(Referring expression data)
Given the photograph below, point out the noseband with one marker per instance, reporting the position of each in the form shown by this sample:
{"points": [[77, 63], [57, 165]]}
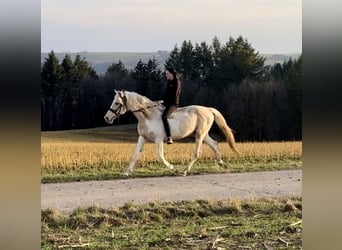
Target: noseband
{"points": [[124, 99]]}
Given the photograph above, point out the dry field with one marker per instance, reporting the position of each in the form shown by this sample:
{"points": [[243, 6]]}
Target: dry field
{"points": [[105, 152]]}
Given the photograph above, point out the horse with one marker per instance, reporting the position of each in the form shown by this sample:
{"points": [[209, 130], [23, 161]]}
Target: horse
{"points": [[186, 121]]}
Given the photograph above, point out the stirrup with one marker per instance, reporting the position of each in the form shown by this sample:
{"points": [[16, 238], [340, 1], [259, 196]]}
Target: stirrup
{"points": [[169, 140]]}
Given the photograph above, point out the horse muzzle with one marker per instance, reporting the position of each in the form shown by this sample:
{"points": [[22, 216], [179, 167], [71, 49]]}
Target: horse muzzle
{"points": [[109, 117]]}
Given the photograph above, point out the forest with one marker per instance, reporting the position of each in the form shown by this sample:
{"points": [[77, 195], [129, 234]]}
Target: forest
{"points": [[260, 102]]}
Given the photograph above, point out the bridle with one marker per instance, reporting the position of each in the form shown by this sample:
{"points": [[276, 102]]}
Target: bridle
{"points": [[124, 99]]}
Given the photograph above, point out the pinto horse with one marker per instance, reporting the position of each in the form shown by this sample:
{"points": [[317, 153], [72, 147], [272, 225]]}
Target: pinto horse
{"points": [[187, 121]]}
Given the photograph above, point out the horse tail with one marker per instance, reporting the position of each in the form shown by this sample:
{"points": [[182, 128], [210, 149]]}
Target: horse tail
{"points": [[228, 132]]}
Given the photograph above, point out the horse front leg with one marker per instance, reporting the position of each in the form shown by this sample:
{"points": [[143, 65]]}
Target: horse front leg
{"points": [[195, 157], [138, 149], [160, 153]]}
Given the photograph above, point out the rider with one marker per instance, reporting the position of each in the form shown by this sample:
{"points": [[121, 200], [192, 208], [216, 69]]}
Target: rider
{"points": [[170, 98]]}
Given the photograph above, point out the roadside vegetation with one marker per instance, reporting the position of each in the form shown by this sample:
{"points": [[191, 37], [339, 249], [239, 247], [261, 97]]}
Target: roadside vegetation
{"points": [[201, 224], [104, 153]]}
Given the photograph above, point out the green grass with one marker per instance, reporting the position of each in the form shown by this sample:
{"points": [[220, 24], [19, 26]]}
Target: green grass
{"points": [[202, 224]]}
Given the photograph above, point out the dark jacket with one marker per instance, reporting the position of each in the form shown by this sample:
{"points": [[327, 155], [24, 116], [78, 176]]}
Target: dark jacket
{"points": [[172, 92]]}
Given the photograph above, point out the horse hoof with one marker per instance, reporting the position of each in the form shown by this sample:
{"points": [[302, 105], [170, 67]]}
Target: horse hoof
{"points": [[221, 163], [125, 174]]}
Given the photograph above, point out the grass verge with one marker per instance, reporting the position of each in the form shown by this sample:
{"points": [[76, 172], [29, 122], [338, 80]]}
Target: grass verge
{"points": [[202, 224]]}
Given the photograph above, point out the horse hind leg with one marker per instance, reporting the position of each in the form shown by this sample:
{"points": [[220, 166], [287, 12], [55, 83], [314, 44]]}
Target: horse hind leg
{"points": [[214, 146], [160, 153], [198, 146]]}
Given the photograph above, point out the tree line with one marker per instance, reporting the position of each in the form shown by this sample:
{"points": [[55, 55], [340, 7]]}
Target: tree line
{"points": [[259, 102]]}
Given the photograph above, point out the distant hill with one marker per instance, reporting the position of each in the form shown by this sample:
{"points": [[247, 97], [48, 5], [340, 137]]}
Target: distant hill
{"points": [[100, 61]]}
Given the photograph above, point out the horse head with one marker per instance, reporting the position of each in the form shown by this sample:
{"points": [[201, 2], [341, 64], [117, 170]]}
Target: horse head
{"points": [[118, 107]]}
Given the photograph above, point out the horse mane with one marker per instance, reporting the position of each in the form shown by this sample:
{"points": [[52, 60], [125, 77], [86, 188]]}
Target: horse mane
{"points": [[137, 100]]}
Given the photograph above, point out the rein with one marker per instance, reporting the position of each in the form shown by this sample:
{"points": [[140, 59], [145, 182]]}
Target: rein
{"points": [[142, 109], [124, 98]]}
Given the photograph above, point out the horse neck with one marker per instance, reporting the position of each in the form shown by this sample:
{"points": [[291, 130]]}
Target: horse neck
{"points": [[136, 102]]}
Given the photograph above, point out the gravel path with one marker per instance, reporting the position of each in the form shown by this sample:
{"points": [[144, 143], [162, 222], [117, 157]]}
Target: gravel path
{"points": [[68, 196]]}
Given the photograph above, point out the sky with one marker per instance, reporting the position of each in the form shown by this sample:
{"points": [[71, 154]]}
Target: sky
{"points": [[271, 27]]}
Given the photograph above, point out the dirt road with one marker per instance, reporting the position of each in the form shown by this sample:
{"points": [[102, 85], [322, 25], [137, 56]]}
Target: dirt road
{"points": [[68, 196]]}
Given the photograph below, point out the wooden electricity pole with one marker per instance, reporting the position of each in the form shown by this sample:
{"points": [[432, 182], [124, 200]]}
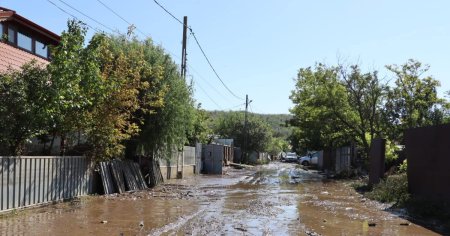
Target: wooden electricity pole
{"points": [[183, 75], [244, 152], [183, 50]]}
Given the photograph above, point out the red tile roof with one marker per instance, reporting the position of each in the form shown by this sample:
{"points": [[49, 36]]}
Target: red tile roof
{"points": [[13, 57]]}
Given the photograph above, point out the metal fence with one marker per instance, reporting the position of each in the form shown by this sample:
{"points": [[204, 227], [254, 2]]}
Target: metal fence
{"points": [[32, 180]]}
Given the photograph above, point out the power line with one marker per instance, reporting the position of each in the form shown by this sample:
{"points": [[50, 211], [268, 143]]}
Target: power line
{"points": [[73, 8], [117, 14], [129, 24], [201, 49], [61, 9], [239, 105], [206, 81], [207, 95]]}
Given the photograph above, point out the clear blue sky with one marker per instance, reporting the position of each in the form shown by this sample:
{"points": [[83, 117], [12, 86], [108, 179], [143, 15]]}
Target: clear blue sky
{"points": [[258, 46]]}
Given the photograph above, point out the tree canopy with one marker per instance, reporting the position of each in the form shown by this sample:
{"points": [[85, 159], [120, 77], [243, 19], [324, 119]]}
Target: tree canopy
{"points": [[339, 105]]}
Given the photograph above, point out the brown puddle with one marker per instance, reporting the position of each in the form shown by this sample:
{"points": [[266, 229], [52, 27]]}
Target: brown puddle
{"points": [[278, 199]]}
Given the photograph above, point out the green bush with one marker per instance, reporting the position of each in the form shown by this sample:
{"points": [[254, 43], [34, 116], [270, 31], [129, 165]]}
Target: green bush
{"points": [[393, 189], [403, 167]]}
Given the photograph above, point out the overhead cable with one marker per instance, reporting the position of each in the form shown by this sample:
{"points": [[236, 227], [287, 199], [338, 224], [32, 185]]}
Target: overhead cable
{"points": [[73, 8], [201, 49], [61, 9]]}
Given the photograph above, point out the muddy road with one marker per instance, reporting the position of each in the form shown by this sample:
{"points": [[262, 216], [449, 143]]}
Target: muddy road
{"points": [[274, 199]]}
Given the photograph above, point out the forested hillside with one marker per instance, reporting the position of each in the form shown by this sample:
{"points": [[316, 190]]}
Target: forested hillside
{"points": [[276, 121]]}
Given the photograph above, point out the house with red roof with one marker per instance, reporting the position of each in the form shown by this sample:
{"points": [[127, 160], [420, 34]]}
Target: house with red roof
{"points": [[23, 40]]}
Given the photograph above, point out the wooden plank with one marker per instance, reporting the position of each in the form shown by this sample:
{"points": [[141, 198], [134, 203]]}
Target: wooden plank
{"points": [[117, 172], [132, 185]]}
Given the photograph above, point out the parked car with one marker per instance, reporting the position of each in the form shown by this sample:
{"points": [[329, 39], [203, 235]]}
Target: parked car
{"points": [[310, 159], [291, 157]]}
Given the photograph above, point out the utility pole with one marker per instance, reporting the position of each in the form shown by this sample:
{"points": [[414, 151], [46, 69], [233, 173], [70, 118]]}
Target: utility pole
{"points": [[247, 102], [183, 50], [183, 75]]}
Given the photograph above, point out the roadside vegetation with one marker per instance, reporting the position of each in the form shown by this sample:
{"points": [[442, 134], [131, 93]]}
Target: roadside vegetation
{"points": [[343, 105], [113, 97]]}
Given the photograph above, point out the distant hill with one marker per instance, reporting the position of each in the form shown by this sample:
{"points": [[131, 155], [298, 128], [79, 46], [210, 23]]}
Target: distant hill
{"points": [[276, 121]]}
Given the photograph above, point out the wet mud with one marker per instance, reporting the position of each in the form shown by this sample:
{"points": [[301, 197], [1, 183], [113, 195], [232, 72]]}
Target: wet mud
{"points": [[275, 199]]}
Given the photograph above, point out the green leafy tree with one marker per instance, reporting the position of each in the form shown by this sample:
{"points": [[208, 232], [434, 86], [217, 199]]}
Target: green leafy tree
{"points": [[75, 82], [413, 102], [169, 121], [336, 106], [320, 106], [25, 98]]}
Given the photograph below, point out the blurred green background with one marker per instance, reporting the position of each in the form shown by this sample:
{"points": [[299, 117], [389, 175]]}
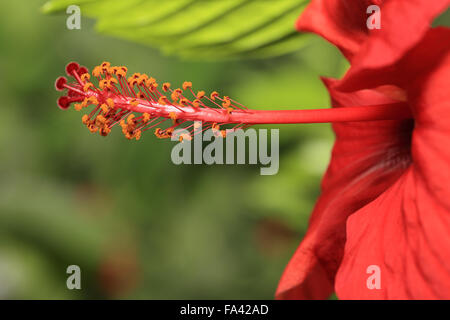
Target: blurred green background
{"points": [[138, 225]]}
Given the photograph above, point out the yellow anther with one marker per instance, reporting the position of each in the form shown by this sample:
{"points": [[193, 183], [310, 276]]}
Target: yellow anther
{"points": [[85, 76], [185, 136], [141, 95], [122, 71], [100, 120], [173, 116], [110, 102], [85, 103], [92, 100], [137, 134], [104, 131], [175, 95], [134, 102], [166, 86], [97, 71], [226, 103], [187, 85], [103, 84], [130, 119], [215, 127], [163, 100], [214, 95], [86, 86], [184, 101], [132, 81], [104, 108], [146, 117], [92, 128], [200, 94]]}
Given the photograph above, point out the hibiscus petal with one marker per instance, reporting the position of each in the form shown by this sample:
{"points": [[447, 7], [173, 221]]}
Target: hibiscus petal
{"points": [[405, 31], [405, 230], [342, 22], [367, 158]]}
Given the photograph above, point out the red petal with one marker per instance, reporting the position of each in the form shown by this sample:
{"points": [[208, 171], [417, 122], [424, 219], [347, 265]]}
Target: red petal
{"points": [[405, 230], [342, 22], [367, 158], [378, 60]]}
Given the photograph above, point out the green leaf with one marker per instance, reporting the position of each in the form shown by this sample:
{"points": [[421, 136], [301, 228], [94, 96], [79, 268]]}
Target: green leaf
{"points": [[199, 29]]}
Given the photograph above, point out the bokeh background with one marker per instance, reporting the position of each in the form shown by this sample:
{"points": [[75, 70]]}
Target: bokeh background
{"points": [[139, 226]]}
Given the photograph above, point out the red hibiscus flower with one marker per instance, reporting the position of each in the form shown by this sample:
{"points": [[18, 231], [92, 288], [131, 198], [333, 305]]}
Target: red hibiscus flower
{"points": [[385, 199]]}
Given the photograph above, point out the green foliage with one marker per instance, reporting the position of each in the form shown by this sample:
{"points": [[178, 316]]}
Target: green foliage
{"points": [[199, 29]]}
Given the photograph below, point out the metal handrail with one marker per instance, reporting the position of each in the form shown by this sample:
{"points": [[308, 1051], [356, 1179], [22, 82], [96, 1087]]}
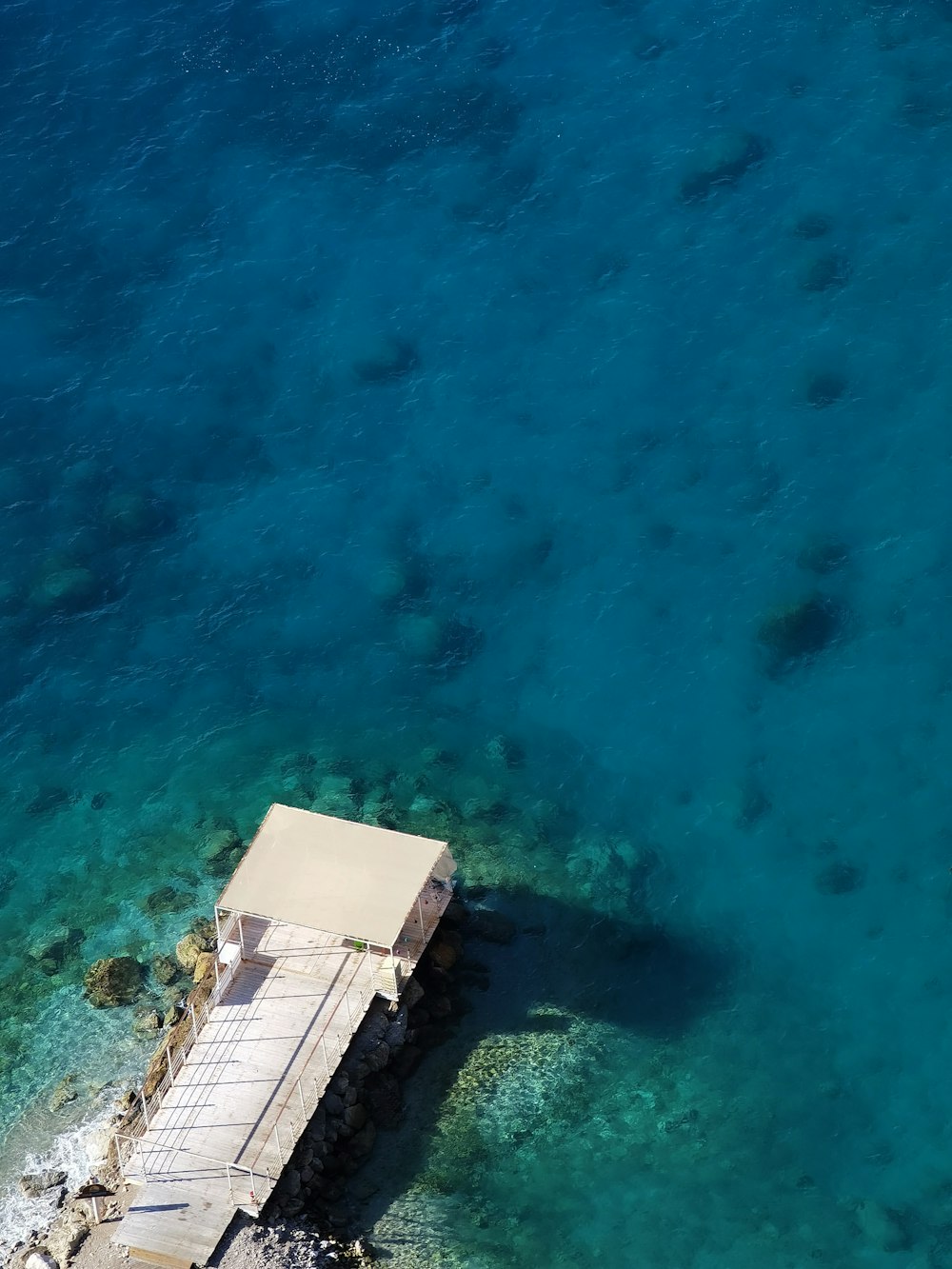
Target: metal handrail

## INSTRUCTIONS TO FOLLOW
Working from the entries above, return all lines that contain "handrail".

## EXPECTED ANSWER
Given the photograph below, point out the metal handrail with one marker per instance, reporting the position of each in the form shown by this sample:
Target: metal handrail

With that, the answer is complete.